• **Short task**: Edit the listing below by changing every "Point out" to "Mark" and leaving all other text untouched.

• **Supplied records**:
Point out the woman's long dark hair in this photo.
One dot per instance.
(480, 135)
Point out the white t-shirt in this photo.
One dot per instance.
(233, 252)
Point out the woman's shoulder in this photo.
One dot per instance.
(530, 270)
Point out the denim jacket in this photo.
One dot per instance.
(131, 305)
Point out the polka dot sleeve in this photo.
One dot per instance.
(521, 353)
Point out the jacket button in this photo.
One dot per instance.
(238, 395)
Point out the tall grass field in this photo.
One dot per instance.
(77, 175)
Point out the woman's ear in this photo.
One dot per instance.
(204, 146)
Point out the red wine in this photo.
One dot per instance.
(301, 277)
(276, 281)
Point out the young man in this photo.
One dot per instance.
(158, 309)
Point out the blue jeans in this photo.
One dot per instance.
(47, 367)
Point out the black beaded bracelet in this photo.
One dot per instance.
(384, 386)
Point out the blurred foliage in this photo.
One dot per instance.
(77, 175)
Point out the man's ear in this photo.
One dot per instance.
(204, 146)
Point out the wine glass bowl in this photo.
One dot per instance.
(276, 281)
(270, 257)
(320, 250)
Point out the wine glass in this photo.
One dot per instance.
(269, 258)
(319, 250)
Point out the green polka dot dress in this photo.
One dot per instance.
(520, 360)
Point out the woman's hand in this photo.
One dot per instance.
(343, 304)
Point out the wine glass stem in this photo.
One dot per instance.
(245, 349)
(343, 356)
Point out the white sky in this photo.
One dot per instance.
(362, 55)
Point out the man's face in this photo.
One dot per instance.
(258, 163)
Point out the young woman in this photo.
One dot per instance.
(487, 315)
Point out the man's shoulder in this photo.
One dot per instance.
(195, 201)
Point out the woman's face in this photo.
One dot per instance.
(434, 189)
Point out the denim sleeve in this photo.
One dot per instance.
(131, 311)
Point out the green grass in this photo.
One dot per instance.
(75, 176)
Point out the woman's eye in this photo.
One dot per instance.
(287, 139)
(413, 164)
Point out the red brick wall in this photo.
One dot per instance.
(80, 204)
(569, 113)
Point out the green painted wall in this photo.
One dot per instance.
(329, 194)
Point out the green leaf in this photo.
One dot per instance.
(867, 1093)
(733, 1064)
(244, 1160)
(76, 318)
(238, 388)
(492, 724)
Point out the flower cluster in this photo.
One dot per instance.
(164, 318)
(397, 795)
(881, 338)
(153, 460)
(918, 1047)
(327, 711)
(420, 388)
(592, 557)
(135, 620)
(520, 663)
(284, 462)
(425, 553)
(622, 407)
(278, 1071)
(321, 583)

• **Answer for this exercise**:
Mark the woman's long dark hair in this photo.
One dot per instance.
(480, 135)
Mark the white t-shirt in this photo.
One dot per instance.
(233, 252)
Mark the woman's shoulder in this photo.
One dot per instance.
(530, 270)
Mark the denim jacket in this photo.
One dot per instance.
(131, 305)
Mark the polka dot sleeve in this photo.
One dot per instance.
(521, 353)
Mark the jacket button in this photo.
One dot per instance.
(238, 395)
Mark the tall grass field in this photo.
One dot per instance.
(77, 175)
Mark the woman's ear in this photo.
One dot per instance.
(204, 146)
Mark the red wine in this photo.
One dot per instance.
(301, 277)
(276, 281)
Mark the young man in this photo.
One dot per instance.
(158, 309)
Mark the blue jeans in this photo.
One dot per instance.
(47, 367)
Mark the black beaded bracelet in this photo.
One dot per instance.
(384, 386)
Mark the blurred foliage in this photo.
One dot per instance.
(77, 175)
Mark the man's ear in this photo.
One dot per instance.
(204, 146)
Mark the wine glass bowl in this photo.
One dot per instance.
(276, 281)
(270, 257)
(320, 250)
Mark the wine glass in this photo.
One dot per instance.
(269, 258)
(319, 250)
Mark the green polka dot dress in this photo.
One dot per instance.
(520, 360)
Mark the woman's hand in this photo.
One dot per instance.
(343, 304)
Mark the wine glass stem in this photo.
One dot per instance.
(245, 349)
(343, 356)
Mark the white sky in this photo.
One dot per instance.
(362, 55)
Mark the man's face in this photo.
One dot per instance.
(258, 163)
Mark the young woman in this photo.
One dot per instance.
(487, 315)
Mark the man's shoulder in this photo.
One dot per instance.
(195, 201)
Mark the woman's face in this photo.
One dot per instance.
(434, 189)
Mark the denim sleeve in this photo.
One dot per instance.
(131, 311)
Mark the green grass in this photo.
One dot per instance.
(75, 176)
Mark the woman's eye in this photo.
One dot per instance.
(287, 139)
(413, 164)
Mark the red brick wall in this photo.
One dot per instance.
(80, 204)
(569, 113)
Mark the green painted wall in this photo.
One dot per instance.
(329, 194)
Mark the green leaf in this photo.
One dot per instance.
(867, 1093)
(733, 1064)
(244, 1160)
(76, 318)
(238, 388)
(492, 724)
Mark the flower cluster in this photo.
One dot per instance.
(164, 318)
(397, 795)
(881, 338)
(153, 460)
(918, 1047)
(327, 711)
(420, 388)
(592, 557)
(135, 620)
(520, 663)
(284, 462)
(425, 553)
(622, 407)
(278, 1071)
(321, 583)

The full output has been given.